Records drawn from a dataset:
● ● ● ● ●
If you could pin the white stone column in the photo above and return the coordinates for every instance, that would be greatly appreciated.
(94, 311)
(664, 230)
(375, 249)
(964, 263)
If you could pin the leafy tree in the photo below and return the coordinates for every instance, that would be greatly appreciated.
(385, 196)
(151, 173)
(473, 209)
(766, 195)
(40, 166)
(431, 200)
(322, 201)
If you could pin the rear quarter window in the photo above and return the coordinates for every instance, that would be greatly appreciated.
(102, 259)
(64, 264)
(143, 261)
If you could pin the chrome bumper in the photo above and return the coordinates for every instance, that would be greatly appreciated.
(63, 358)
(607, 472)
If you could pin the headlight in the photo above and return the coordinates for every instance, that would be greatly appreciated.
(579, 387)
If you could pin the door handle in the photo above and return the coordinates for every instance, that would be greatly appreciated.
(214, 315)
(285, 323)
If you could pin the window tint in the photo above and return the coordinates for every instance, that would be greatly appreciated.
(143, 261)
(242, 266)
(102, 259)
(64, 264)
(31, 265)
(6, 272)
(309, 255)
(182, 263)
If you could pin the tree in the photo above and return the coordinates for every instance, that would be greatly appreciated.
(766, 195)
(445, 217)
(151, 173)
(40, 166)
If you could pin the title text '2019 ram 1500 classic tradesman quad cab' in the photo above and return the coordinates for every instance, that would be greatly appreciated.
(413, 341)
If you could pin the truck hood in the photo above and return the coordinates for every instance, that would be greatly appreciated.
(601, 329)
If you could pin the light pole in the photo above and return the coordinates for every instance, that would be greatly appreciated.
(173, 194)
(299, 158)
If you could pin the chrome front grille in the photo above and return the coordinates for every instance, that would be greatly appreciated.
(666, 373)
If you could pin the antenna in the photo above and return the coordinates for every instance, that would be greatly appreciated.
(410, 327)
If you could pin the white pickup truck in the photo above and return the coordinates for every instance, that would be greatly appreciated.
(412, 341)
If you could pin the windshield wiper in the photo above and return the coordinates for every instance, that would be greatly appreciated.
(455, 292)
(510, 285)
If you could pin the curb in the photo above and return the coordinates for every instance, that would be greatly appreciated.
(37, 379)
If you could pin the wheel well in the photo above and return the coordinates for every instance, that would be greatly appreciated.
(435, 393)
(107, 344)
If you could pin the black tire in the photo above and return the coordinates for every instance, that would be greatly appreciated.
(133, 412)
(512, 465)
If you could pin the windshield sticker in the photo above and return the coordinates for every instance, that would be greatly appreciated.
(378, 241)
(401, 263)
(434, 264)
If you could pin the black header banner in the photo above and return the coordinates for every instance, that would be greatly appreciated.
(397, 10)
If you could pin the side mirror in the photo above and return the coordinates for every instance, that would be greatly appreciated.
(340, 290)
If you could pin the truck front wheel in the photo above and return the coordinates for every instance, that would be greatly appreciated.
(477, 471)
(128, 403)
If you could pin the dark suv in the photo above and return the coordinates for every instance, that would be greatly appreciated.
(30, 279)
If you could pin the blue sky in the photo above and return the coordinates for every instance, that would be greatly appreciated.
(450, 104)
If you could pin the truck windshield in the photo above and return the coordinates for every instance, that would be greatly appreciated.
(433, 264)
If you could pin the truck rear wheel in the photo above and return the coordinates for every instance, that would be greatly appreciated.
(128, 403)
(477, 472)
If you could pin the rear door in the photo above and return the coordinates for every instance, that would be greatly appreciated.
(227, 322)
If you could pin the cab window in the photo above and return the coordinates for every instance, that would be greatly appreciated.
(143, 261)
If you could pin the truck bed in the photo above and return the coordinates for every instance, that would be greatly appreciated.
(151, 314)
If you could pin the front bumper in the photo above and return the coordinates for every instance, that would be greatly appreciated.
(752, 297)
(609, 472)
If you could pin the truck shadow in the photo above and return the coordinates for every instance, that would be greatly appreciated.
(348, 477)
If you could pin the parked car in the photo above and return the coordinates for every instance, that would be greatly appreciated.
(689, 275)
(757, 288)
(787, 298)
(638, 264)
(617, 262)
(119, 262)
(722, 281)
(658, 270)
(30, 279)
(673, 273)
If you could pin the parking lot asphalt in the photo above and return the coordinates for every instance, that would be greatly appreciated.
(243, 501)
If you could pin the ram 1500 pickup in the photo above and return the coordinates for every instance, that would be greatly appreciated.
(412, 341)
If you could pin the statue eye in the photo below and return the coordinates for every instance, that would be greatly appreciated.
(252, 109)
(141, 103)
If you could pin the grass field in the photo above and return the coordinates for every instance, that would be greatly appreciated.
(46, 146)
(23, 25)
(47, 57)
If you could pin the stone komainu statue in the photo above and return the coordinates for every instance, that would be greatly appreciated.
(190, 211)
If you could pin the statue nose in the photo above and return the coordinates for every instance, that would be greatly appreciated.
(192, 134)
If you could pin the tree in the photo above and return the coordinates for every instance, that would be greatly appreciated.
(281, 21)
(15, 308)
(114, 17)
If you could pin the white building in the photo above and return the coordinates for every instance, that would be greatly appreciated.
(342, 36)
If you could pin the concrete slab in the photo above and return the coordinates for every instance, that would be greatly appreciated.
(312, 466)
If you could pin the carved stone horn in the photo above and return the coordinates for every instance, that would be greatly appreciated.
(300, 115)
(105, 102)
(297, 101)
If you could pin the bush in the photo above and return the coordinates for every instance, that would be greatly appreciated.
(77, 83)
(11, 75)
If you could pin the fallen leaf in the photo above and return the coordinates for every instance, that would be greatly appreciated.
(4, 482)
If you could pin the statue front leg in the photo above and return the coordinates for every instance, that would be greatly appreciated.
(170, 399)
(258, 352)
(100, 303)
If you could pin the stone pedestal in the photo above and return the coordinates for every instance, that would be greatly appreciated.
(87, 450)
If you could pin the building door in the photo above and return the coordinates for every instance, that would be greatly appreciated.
● ● ● ● ●
**What is being asked**
The answer should be all the entries, restated with no word changed.

**Reply**
If you could pin the white stone column in the photo above and return the coordinates for every instance, that would be greatly appreciated.
(94, 311)
(664, 230)
(375, 249)
(964, 263)
If you could pin the leafy tree in the photo below and return the coordinates for every instance, that would be greatly appreciated.
(385, 196)
(151, 173)
(473, 209)
(766, 195)
(40, 166)
(431, 200)
(322, 201)
If you could pin the rear quarter window in the photo above and return the coordinates for every instance, that would be greatly appreciated.
(102, 259)
(64, 264)
(143, 261)
If you could pin the chrome bumper in the photo above and return the coordinates for every instance, that would be greatly appreciated.
(63, 358)
(607, 472)
If you could pin the headlight in the photo above and return the coordinates for every instance, that would be greatly appreciated.
(579, 387)
If you could pin the door handle in the photo above and return the coordinates for every instance, that would be greatly appreciated.
(214, 315)
(285, 323)
If you could pin the window tint in the photo above and return the coordinates for every instance, that would be greatly appreciated.
(143, 261)
(242, 266)
(102, 259)
(64, 264)
(31, 265)
(6, 272)
(309, 255)
(182, 263)
If you could pin the tree in the photo above and return the coordinates for every instance, that would be greatly appreciated.
(766, 195)
(445, 217)
(151, 173)
(40, 166)
If you could pin the title text '2019 ram 1500 classic tradesman quad cab' in the photo above and return the coordinates for every instance, that would be greatly appreciated.
(413, 341)
If you could pin the truck hood in the photo above and return the coordinates for every instance, that would be greatly appreciated.
(601, 329)
If you could pin the light pole in the photo above and return the coordinates for every instance, that would be greatly appreciated.
(173, 194)
(299, 158)
If you could pin the chrome front grille in the photo above and return the coordinates for every instance, that would be greatly appreciated.
(666, 373)
If you could pin the antenna in the photo above and return the coordinates for every instance, that would be greatly appreciated.
(410, 327)
If you could pin the white pickup truck in the photo above and return the coordinates for every instance, that would be greatly appreciated.
(412, 341)
If you could pin the windshield wiper in the photo above and return the coordinates for every instance, that would be greatly appreciated.
(455, 292)
(510, 285)
If you could pin the curb in the photo above and return the coordinates for every instance, that would be greatly appreciated.
(37, 379)
If you could pin the wheel well in the photo above and return the coordinates for every instance, that would be greatly appreciated.
(435, 393)
(107, 344)
If you could pin the black tire in the photo above and return the coordinates for every instance, that would be greatly appreciated.
(133, 412)
(512, 465)
If you could pin the windshield sticker in the photo above and return the coordinates for every instance, that would be greatly appreciated.
(378, 241)
(401, 263)
(434, 264)
If you could pin the black header banner in the photo above and return the coordinates for every instance, that would be greatly appreciated.
(397, 10)
If you could pin the side mirror in the photo above and return the coordinates for every instance, that would be greatly appreciated.
(340, 290)
If you could pin the truck front wheel in the photo above and return the coordinates for every instance, that would be greatly appreciated.
(477, 471)
(128, 403)
If you could pin the dark suv in the photo above and return the coordinates for every instance, that would be greatly appreciated.
(30, 279)
If you could pin the blue sky in the photo above and return the coordinates for every instance, that would be greatly appreciated.
(450, 104)
If you could pin the truck windshield in the photo above and return the coordinates for every instance, that would be greatly appreciated.
(433, 264)
If you could pin the truck rear wheel in the photo above and return the coordinates for every instance, that would be greatly appreciated.
(128, 403)
(477, 472)
If you could pin the rear door in the photo above and return the coordinates for every instance, that would be greatly appreciated.
(227, 322)
If you could pin the cab window in the photo above and return the coordinates for every instance, that would be greatly appreciated.
(143, 261)
If you could pin the truck bed in the photo above and return the coordinates for every instance, that would be greatly appreciated.
(151, 314)
If you could pin the front bumper in the photo above and return the coordinates for every instance, that would be greatly appreciated.
(752, 297)
(609, 472)
If you could pin the truck shadow in the photo above and return the coordinates for every instance, that would be greatly appreciated.
(348, 477)
If you could pin the parked car in the photo above and return the coordinates for every instance, that would be greatly appreciated.
(689, 275)
(757, 288)
(787, 298)
(638, 264)
(617, 262)
(119, 262)
(722, 281)
(658, 270)
(30, 279)
(673, 273)
If you could pin the parking lot asphalt in the photo above and return the coordinates for every instance, that would be greatly appreciated.
(243, 501)
If you could pin the ram 1500 pickup in the photo above and return the coordinates for every instance, that would be greatly appreciated.
(412, 341)
If you could pin the statue eye in the photo below and return the coordinates for every instance, that would be greatly appreciated.
(252, 109)
(141, 103)
If you could pin the grass field in the photo above and return the coordinates for every instance, that would be greatly appreciated.
(46, 146)
(23, 25)
(47, 57)
If you could pin the stone komainu statue in the photo above and return the coordinates for every instance, that would be greatly appreciated.
(190, 211)
If you could pin the statue nose in the photo above and return the coordinates for every instance, that would be greatly appreciated.
(192, 134)
If you could pin the tree in the photo above and return the coordinates for every instance, that would be greatly appreciated.
(281, 21)
(15, 308)
(114, 17)
If you could pin the white building in the photo above and return the coordinates for every instance, that would be greatly appreciated.
(342, 36)
If you could pin the concrete slab in the photo above and return the coordinates for every instance, that would be greatly appreciated.
(312, 466)
If you could pin the carved stone horn in the photo above and return the coordinates for every instance, that would be greatly appreciated.
(300, 115)
(105, 102)
(297, 101)
If you could pin the bush in the photo above and return the coordinates for every instance, that would be greatly appreciated.
(77, 83)
(11, 75)
If you could pin the fallen leaf in the photo above and return the coordinates for every instance, that would be greatly appreciated.
(4, 482)
If you could pin the statue front leg in the photo above and return the coordinates for every instance, that would be greatly appreciated.
(170, 399)
(258, 352)
(100, 303)
If you could pin the stone pedestal in the photo above and return the coordinates for every instance, that would be greatly appreciated.
(87, 450)
If you could pin the building door in the photo above and return the coordinates for every instance, that would be greatly appreciated.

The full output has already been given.